Brief A: In the article on the UK chickenpox vaccine, which body will make the final decision?
Brief B: Please copy the chickenpox vaccine article from "In a first, the" up to and including "illness, Reuters reported.", renaming "British government" as "UK government".

──────── Extracted text

UK 'should add' chickenpox vaccine to child immunisation programme

The Department of Health will make the final decision

By
Web Desk
A British flag is reflected in a drop on a syringe needle in this illustration taken November 9, 2020. — Reuters
A British flag is reflected in a drop on a syringe needle in this illustration taken November 9, 2020. — Reuters 

In a first, the United Kingdom’s vaccine advisory body said on Tuesday that the British government should include the chickenpox vaccine in its routine childhood immunisation programme.

In case the British government accepts the recommendation, it will bring the nation in line with several other countries — including the United States and Germany — that routinely vaccinate children against the illness, Reuters reported.

The Department of Health will make the final decision.

The vaccine will be inoculated in two doses — at 12 and 18 months of age — Britain’s Joint Committee on Vaccination and Immunisation (JCVI) said in a statement about its plans.

────────────────
──────── Data supplied

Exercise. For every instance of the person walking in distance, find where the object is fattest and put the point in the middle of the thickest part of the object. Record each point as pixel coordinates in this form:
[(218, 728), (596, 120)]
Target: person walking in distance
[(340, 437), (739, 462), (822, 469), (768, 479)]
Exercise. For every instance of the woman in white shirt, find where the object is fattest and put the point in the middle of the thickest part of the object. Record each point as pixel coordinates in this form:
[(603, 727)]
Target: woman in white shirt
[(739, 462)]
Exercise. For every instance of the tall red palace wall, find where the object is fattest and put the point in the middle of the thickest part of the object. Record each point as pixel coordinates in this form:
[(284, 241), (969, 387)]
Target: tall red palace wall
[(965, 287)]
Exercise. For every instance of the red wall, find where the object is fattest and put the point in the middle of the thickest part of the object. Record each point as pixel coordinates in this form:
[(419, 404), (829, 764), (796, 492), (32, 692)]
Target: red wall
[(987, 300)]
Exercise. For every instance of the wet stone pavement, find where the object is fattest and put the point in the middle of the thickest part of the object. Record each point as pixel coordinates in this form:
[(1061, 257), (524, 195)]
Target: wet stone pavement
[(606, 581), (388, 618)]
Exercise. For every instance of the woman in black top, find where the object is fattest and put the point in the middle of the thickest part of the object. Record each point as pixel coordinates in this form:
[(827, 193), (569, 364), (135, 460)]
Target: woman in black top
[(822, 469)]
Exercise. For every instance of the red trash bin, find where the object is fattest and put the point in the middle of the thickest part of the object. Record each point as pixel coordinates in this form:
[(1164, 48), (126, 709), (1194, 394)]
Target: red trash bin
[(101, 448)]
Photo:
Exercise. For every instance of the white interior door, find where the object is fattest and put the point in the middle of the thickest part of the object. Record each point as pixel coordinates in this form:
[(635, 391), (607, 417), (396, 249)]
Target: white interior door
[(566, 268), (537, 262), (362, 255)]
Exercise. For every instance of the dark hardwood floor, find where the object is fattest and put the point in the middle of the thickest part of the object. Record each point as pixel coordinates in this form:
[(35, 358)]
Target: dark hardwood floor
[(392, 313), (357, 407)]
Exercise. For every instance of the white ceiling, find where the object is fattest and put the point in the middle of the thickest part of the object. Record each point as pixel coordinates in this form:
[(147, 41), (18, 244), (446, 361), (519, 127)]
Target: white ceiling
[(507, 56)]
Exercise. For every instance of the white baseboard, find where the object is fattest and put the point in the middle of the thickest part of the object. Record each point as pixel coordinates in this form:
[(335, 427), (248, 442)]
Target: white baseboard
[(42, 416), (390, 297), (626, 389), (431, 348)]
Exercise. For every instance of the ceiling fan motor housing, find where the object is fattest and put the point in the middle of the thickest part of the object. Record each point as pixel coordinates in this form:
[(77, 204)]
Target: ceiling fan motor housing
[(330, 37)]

────────────────

Exercise answer A: The Department of Health.

Exercise answer B:
In a first, the United Kingdom’s vaccine advisory body said on Tuesday that the UK government should include the chickenpox vaccine in its routine childhood immunisation programme.

In case the UK government accepts the recommendation, it will bring the nation in line with several other countries — including the United States and Germany — that routinely vaccinate children against the illness, Reuters reported.